■ Избранный отрывок:
- - - - - - -

Помимо практических м методологических соображений, есть еще культурная, нравственная и интеллектуальная ценность других культур как таковых. Как наши студенты должны что-то знать о классиках западной литературы, так они должны знать кое-что и о незападных классиках, поскольку даже понимание собственной культуры будет искаженным и неполным, если рассматривать его не в глобальном, а только в региональном и локальном контексте. В конце концов западная цивилизация не вышла из пены морской, подобно Афродите. Ее обогатили многие источники, в том числе исламский мир и даже более отдаленные регионы Азии и Африки. Пока мы не различаем многообразия своих корней, наше образование и самосознание порочны и искажены. Взаимозависимость людей в настоящее время, единство человеческой культуры, которое с каждым днем все более и более становится свершившимся фактом несмотря на разделяющие нас политические и прочие различия, настоятельно требуют взаимного изучения. Подчеркну слово «взаимное». Хорошо, чтобы наши студенты изучали «Муаллаку», но хорошо и чтобы арабские студенты изучали «Беовульфа».

В дополнение ко всем культурным и гуманистическим ценностям следует упомянуть и более деликатную проблему, которую, тем не менее, нельзя оставить без внимания. Сделать для незападных народов то, что сами для себя они по разным причинам сделать не могут, — в каком-то смысле долг ученого. Некоторые из этих причин сугубо практические: недостаток средств, хороших библиотек, архивов и прочей научной инфраструктуры. В первые годы издания «Энциклопедии ислама» международный издательский комитет искал авторов по всему миру, в том числе, разумеется, и в арабских странах. При этом снова и снова возникала одна и та же проблема: прекрасный ученый из какого-либо мусульманского города не мог написать статью или испытывал большие трудности при ее написании, поскольку в его распоряжении не было хорошей библиотеки. Легко собрать материал для исследования, живя и работая в Лейдене или Принстоне, или любом другом крупном западном научном центре. В незападном мире очень мало центров со сходными возможностями, и это одна из самых острых проблем тамошней науки.

Но это — не единственная трудность. Существуют и политические сложности, вызванные тем, что во многих, не во всех, незападных странах правят диктаторские режимы, которые справедливо полагают, что независимые исторические исследования для них опасны, и потому предпринимают шаги для установления жесткого контроля над распространением исторических знаний. Было время, когда ученые и писатели коммунистической Восточной Европы полагались на авторов и издателей свободного Запада, которые могли говорить правду об их истории, культуре и их страданиях. Теперь в этих странах уважают и радушно принимают именно тех, кто говорил правду, а не тех, кто отрицал или скрывал ее.

Не следует забывать и об общественном и психологическом давлении. Критический подход к прошлому зачастую расценивается как враждебность. Критику извне считают агрессией, критику изнутри — изменой. От науки ждут признания заслуг и достижений различных культур — весьма справедливое требование, в котором прежде слишком часто отказывали. Беда в том, что сегодня иногда требуют признания не заслуг культуры, но ее совершенства, а это уже трудно назвать разумным.

- - - - - - -

■ Фрагмент данных:
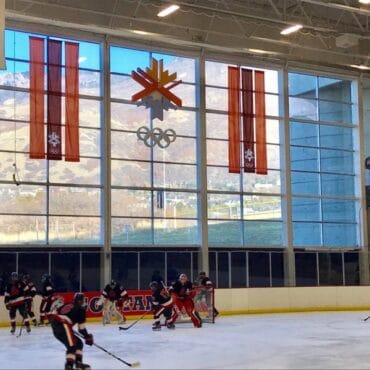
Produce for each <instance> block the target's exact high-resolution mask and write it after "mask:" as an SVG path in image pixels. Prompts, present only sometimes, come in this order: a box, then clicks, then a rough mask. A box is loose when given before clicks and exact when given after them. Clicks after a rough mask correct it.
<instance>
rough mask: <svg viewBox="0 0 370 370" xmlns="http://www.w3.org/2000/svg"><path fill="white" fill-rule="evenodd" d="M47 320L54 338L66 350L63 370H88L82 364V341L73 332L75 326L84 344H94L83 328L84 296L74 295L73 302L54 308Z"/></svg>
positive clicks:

- - - - - - -

■ Краткая вводная:
Отредактируйте отрывок о ценности незападных культур: начните с места, где есть «Но это — не», и остановитесь после «или скрывал ее.». Замените в этой части «правду» на «истину».

■ Решение задачи:
Но это — не единственная трудность. Существуют и политические сложности, вызванные тем, что во многих, не во всех, незападных странах правят диктаторские режимы, которые справедливо полагают, что независимые исторические исследования для них опасны, и потому предпринимают шаги для установления жесткого контроля над распространением исторических знаний. Было время, когда ученые и писатели коммунистической Восточной Европы полагались на авторов и издателей свободного Запада, которые могли говорить истину об их истории, культуре и их страданиях. Теперь в этих странах уважают и радушно принимают именно тех, кто говорил истину, а не тех, кто отрицал или скрывал ее.